[Segmentation labeling records]

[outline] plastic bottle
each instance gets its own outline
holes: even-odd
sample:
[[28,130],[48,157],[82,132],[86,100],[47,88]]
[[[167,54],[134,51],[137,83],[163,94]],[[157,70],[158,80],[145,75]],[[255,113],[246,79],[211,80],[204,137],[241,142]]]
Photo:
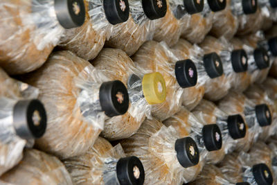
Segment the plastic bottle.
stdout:
[[85,152],[105,120],[128,109],[123,82],[109,81],[70,51],[54,53],[42,68],[24,78],[39,89],[48,116],[46,132],[37,146],[62,159]]
[[151,118],[152,106],[166,100],[163,77],[158,72],[136,67],[134,62],[120,49],[104,49],[92,64],[109,80],[122,81],[128,88],[131,103],[125,115],[106,121],[101,136],[110,141],[132,136],[146,116]]
[[182,30],[186,29],[190,15],[202,11],[204,0],[167,0],[167,4],[166,16],[154,22],[157,29],[154,39],[164,41],[172,46],[178,42]]
[[135,134],[120,142],[127,156],[137,156],[143,163],[144,184],[181,184],[195,176],[199,159],[195,141],[154,118],[146,119]]
[[3,184],[73,184],[69,172],[55,157],[35,149],[24,150],[20,163],[0,177]]
[[213,26],[214,12],[224,10],[226,0],[205,0],[201,12],[192,15],[181,37],[192,43],[202,42]]
[[84,2],[86,9],[84,24],[67,30],[59,47],[90,60],[101,51],[116,25],[121,25],[128,19],[129,8],[128,0],[84,0]]
[[132,55],[145,42],[153,39],[155,19],[166,15],[168,4],[166,0],[129,0],[129,19],[114,27],[106,45]]
[[223,158],[224,152],[220,151],[222,147],[222,134],[215,123],[202,122],[184,107],[163,123],[167,127],[173,127],[181,137],[189,134],[197,143],[200,159],[199,163],[193,167],[196,169],[192,180],[195,179],[205,164],[216,164]]
[[0,66],[9,74],[40,67],[66,29],[84,20],[82,0],[1,1]]
[[98,137],[82,155],[63,161],[74,184],[138,184],[144,182],[144,169],[136,157],[126,157],[120,144],[113,147]]
[[229,114],[241,114],[247,126],[248,134],[237,144],[238,150],[248,151],[263,130],[271,124],[271,113],[266,104],[255,104],[242,94],[231,91],[218,103]]

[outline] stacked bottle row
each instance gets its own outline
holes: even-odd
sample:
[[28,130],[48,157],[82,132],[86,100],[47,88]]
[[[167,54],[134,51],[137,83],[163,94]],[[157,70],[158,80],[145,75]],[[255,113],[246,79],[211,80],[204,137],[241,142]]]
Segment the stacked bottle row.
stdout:
[[11,75],[34,71],[55,46],[91,60],[104,45],[132,55],[152,39],[172,46],[180,37],[200,43],[210,33],[229,40],[269,28],[276,6],[274,0],[2,1],[0,66]]

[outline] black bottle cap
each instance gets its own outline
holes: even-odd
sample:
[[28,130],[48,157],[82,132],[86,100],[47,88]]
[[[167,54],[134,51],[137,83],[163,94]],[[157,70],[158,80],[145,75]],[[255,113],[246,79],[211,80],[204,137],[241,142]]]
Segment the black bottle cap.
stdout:
[[269,57],[267,55],[267,51],[259,48],[254,51],[255,63],[260,69],[263,69],[269,67]]
[[275,8],[277,8],[277,1],[276,0],[269,0],[270,6]]
[[197,71],[193,62],[190,59],[177,62],[175,76],[181,87],[195,86],[197,82]]
[[46,112],[38,100],[18,101],[13,107],[13,125],[22,139],[40,138],[46,130]]
[[255,107],[255,112],[260,126],[265,127],[271,124],[271,113],[266,104],[256,105]]
[[142,0],[143,11],[151,20],[163,17],[166,14],[166,0]]
[[277,56],[277,37],[274,37],[269,39],[268,45],[272,55],[274,56]]
[[226,8],[226,0],[208,0],[208,3],[213,12],[221,11]]
[[206,54],[203,58],[206,71],[211,78],[221,76],[223,74],[222,62],[216,53]]
[[220,127],[216,124],[203,127],[202,134],[206,149],[208,151],[220,150],[222,146],[222,137]]
[[83,0],[55,0],[55,11],[60,24],[66,29],[82,26],[84,21]]
[[143,185],[143,166],[134,156],[120,158],[116,164],[116,175],[120,185]]
[[257,0],[242,0],[242,3],[244,14],[253,14],[257,11]]
[[99,99],[102,110],[109,117],[124,114],[128,110],[128,92],[119,80],[102,83],[100,87]]
[[128,0],[104,0],[104,11],[108,21],[115,25],[126,21],[129,18]]
[[271,185],[273,177],[269,168],[265,164],[254,165],[252,168],[253,175],[258,185]]
[[195,141],[191,137],[178,139],[175,142],[177,159],[184,168],[197,165],[199,160],[199,152]]
[[204,8],[204,0],[184,0],[186,10],[190,15],[200,12]]
[[245,136],[247,126],[242,116],[235,114],[229,116],[227,123],[229,134],[233,139],[238,139]]
[[231,55],[233,69],[235,73],[244,72],[247,70],[248,58],[244,49],[238,49],[232,51]]

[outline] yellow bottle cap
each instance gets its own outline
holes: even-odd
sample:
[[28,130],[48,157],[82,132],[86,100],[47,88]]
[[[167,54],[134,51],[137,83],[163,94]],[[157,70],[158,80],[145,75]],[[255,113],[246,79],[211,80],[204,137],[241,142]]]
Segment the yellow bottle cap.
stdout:
[[143,79],[143,91],[149,104],[164,102],[166,98],[166,86],[161,74],[155,72],[145,75]]

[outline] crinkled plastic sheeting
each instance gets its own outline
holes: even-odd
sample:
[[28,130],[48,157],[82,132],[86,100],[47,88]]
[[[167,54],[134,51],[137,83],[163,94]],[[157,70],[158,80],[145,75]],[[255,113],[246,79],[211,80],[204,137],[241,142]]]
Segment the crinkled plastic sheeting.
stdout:
[[186,108],[182,107],[175,115],[163,121],[163,124],[168,127],[173,127],[181,137],[190,135],[197,143],[200,153],[200,159],[197,165],[192,167],[195,168],[196,172],[192,180],[195,179],[206,163],[216,164],[222,159],[222,155],[224,157],[224,152],[218,150],[208,152],[206,149],[202,130],[205,124],[209,123],[202,122]]
[[[197,53],[197,51],[191,52],[193,51],[193,46],[188,41],[180,39],[177,44],[172,47],[172,51],[175,53],[175,56],[178,58],[187,58],[188,56],[193,62],[198,62],[199,60],[195,60],[195,58],[193,55]],[[199,65],[198,65],[199,66]],[[202,67],[203,68],[204,67]],[[203,98],[205,87],[203,85],[203,76],[208,79],[209,77],[206,75],[204,69],[199,71],[197,69],[197,83],[193,87],[186,88],[184,89],[182,94],[182,105],[188,108],[189,110],[192,110],[195,106]],[[206,75],[206,76],[205,76]],[[200,80],[199,80],[200,78]],[[201,80],[202,79],[202,80]]]
[[70,50],[79,57],[90,60],[95,58],[109,39],[114,26],[107,19],[103,0],[84,0],[86,17],[79,28],[66,30],[59,46]]
[[229,154],[235,150],[239,139],[233,139],[229,134],[228,130],[228,116],[233,114],[227,114],[220,109],[213,102],[203,99],[200,103],[193,109],[193,114],[202,122],[208,124],[216,123],[220,128],[222,134],[222,148],[213,153],[216,154],[218,160],[223,159],[225,154]]
[[202,12],[191,15],[187,26],[183,28],[181,37],[192,43],[202,42],[212,28],[213,15],[208,1],[205,0]]
[[275,134],[277,132],[277,111],[276,109],[276,102],[268,96],[267,91],[258,85],[252,85],[244,94],[248,98],[255,103],[256,105],[267,104],[271,113],[272,123],[270,126],[262,127],[262,132],[260,134],[260,139],[266,141],[269,136]]
[[[232,38],[230,40],[230,44],[235,50],[243,49],[243,42],[238,37]],[[248,56],[247,55],[247,57]],[[247,60],[247,62],[249,62],[249,60]],[[251,75],[247,71],[240,73],[240,74],[237,75],[239,76],[238,78],[239,78],[240,80],[232,83],[231,87],[238,92],[242,92],[245,91],[251,84]]]
[[22,161],[1,176],[1,181],[9,185],[73,184],[69,172],[57,157],[34,149],[25,150]]
[[166,100],[163,103],[153,105],[152,114],[163,121],[177,113],[181,107],[183,89],[176,80],[175,63],[170,62],[166,55],[166,49],[159,42],[148,41],[143,44],[132,59],[145,72],[159,72],[165,79]]
[[189,185],[208,184],[208,185],[235,185],[230,183],[224,177],[220,169],[212,164],[206,164],[197,179],[188,184]]
[[[233,49],[228,45],[224,38],[217,39],[211,36],[205,37],[199,46],[205,53],[217,53],[220,56],[223,65],[224,73],[222,76],[213,79],[211,83],[206,87],[210,87],[208,91],[205,89],[205,98],[211,100],[218,100],[225,96],[231,87],[231,84],[236,83],[240,79],[236,77],[231,64],[231,52]],[[233,82],[234,81],[234,82]]]
[[15,166],[22,158],[25,146],[32,147],[34,139],[17,135],[12,121],[13,107],[19,100],[38,96],[37,89],[10,78],[0,68],[0,175]]
[[112,35],[106,44],[112,48],[120,49],[128,55],[132,55],[145,42],[153,39],[156,28],[154,21],[159,21],[159,19],[150,20],[148,18],[141,0],[128,1],[130,10],[128,20],[114,26]]
[[242,94],[230,91],[218,104],[218,107],[229,114],[240,114],[245,121],[247,132],[245,136],[238,142],[236,150],[248,151],[255,143],[261,132],[255,112],[256,105]]
[[39,89],[48,126],[37,147],[61,158],[84,153],[103,129],[107,118],[99,101],[108,81],[88,61],[70,51],[54,53],[46,64],[24,77]]
[[[142,79],[145,69],[136,69],[133,61],[122,50],[104,49],[92,62],[96,69],[110,80],[119,80],[127,86],[129,78],[134,74]],[[129,88],[130,105],[128,112],[122,116],[107,120],[102,136],[109,140],[127,138],[138,130],[146,116],[151,117],[152,105],[144,98],[143,90],[136,91],[141,83]]]
[[173,127],[166,127],[156,119],[146,119],[134,135],[120,143],[126,155],[135,155],[143,163],[144,184],[181,184],[195,175],[195,168],[184,168],[179,163],[175,150],[179,138]]
[[10,74],[41,67],[64,32],[54,1],[3,0],[0,10],[0,66]]
[[213,15],[211,34],[217,38],[224,37],[227,40],[230,40],[237,33],[239,20],[232,12],[231,1],[226,1],[224,10]]
[[[98,137],[84,155],[71,157],[63,162],[74,184],[118,184],[116,164],[125,157],[120,144],[115,147]],[[114,182],[113,182],[114,181]]]
[[172,46],[178,42],[182,30],[188,24],[190,15],[186,12],[181,0],[167,0],[168,10],[166,16],[154,21],[154,39],[164,41]]
[[[273,55],[270,55],[270,52],[268,51],[269,58],[267,59],[269,60],[269,67],[262,69],[260,69],[255,62],[253,52],[256,49],[262,48],[263,49],[268,49],[263,47],[267,45],[267,42],[265,40],[265,35],[262,32],[258,31],[245,37],[242,42],[244,43],[243,49],[248,55],[248,72],[251,78],[251,83],[262,83],[267,78],[274,58]],[[265,42],[265,44],[262,44],[262,42]]]

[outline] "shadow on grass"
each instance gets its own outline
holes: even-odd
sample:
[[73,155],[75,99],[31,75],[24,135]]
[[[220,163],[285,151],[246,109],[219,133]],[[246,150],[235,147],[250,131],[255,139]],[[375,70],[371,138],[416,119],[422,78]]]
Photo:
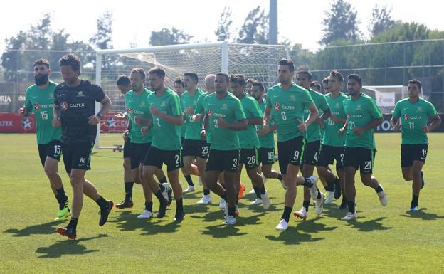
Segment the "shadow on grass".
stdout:
[[302,243],[316,242],[324,240],[324,238],[313,238],[311,234],[301,233],[299,228],[290,226],[285,231],[281,231],[278,236],[268,235],[266,239],[282,242],[285,245],[299,245]]
[[37,258],[44,259],[48,258],[60,258],[64,255],[83,255],[92,252],[97,252],[100,251],[98,249],[88,250],[85,246],[82,245],[81,243],[104,237],[110,237],[110,236],[107,234],[99,234],[95,237],[80,238],[78,240],[66,239],[59,241],[48,247],[40,247],[37,248],[36,253],[42,254]]
[[299,221],[296,226],[298,231],[308,233],[318,233],[320,231],[330,231],[337,228],[337,226],[327,226],[324,223],[317,223],[321,217],[316,217],[312,219]]
[[438,218],[444,218],[444,216],[438,216],[434,213],[425,212],[427,208],[419,209],[417,211],[407,211],[406,214],[402,214],[403,217],[421,218],[426,221],[436,220]]
[[22,229],[9,228],[4,231],[4,232],[14,234],[13,237],[24,237],[33,234],[52,234],[56,231],[56,225],[61,223],[62,221],[53,221],[49,223],[28,226]]
[[385,218],[387,218],[379,217],[374,220],[361,222],[359,221],[359,218],[358,217],[357,220],[347,221],[347,223],[349,226],[353,226],[353,228],[356,228],[361,232],[371,232],[374,231],[385,231],[391,229],[392,228],[384,226],[384,224],[381,223],[381,221]]

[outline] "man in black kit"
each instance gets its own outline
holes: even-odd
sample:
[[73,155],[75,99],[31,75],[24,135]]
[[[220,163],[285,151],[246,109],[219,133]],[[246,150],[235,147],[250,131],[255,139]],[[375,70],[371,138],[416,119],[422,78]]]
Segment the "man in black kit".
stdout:
[[[64,82],[54,90],[54,118],[53,125],[62,126],[62,154],[65,169],[73,186],[73,215],[68,226],[58,228],[57,232],[75,239],[77,222],[83,204],[83,194],[95,201],[100,207],[99,226],[103,226],[114,206],[105,200],[89,181],[85,173],[90,169],[91,150],[94,147],[97,125],[111,107],[111,101],[98,85],[80,80],[80,61],[75,54],[68,54],[59,60]],[[95,113],[95,102],[102,108]]]

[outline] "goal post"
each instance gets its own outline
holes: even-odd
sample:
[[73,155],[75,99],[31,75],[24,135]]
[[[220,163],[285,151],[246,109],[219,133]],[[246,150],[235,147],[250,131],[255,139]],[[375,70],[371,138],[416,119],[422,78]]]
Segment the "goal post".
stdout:
[[[270,88],[278,83],[278,63],[287,58],[284,45],[233,44],[227,41],[151,46],[125,49],[98,50],[96,52],[96,84],[102,87],[112,102],[112,113],[125,112],[125,98],[116,81],[131,69],[147,71],[154,66],[165,70],[165,85],[173,88],[173,82],[184,73],[199,76],[198,88],[205,90],[204,79],[208,74],[223,72],[241,73],[261,81]],[[100,104],[96,105],[100,107]],[[98,111],[98,110],[97,110]],[[123,121],[107,115],[97,125],[96,147],[114,147],[107,133],[122,131]]]

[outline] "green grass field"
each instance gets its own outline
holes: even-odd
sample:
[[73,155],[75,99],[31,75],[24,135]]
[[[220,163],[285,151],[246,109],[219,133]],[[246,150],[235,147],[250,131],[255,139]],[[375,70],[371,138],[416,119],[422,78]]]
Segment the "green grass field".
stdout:
[[[310,207],[302,221],[292,216],[289,229],[275,230],[283,209],[278,181],[266,187],[272,206],[250,206],[253,195],[240,201],[235,226],[222,226],[223,212],[213,204],[197,206],[201,186],[184,195],[185,220],[173,221],[175,204],[162,220],[137,219],[144,207],[135,185],[132,210],[113,210],[98,226],[98,206],[85,198],[78,240],[56,232],[67,223],[53,221],[57,204],[40,165],[34,135],[1,135],[0,273],[442,273],[444,271],[444,135],[430,134],[424,167],[421,210],[408,213],[411,183],[402,179],[400,135],[377,135],[374,175],[388,196],[382,207],[373,189],[356,181],[359,218],[340,221],[345,211],[327,205],[317,216]],[[107,135],[120,143],[117,135]],[[96,150],[89,179],[105,198],[124,197],[122,153]],[[278,169],[276,164],[275,169]],[[72,191],[63,164],[65,189]],[[440,179],[441,178],[441,179]],[[197,178],[194,177],[197,182]],[[185,180],[181,181],[185,187]],[[246,174],[243,181],[250,189]],[[319,188],[322,189],[320,186]],[[323,189],[322,189],[323,190]],[[302,205],[300,189],[295,209]],[[154,200],[154,209],[158,204]]]

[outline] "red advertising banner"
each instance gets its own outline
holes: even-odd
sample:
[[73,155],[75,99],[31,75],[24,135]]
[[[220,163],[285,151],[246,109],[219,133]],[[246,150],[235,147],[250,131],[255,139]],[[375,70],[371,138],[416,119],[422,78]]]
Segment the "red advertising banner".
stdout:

* [THE TASK]
Collect every line of the records above that contains the word "green", treating uppercase and lowercase as different.

* [THE RESPONSE]
[outline] "green grass field"
Segment the "green grass field".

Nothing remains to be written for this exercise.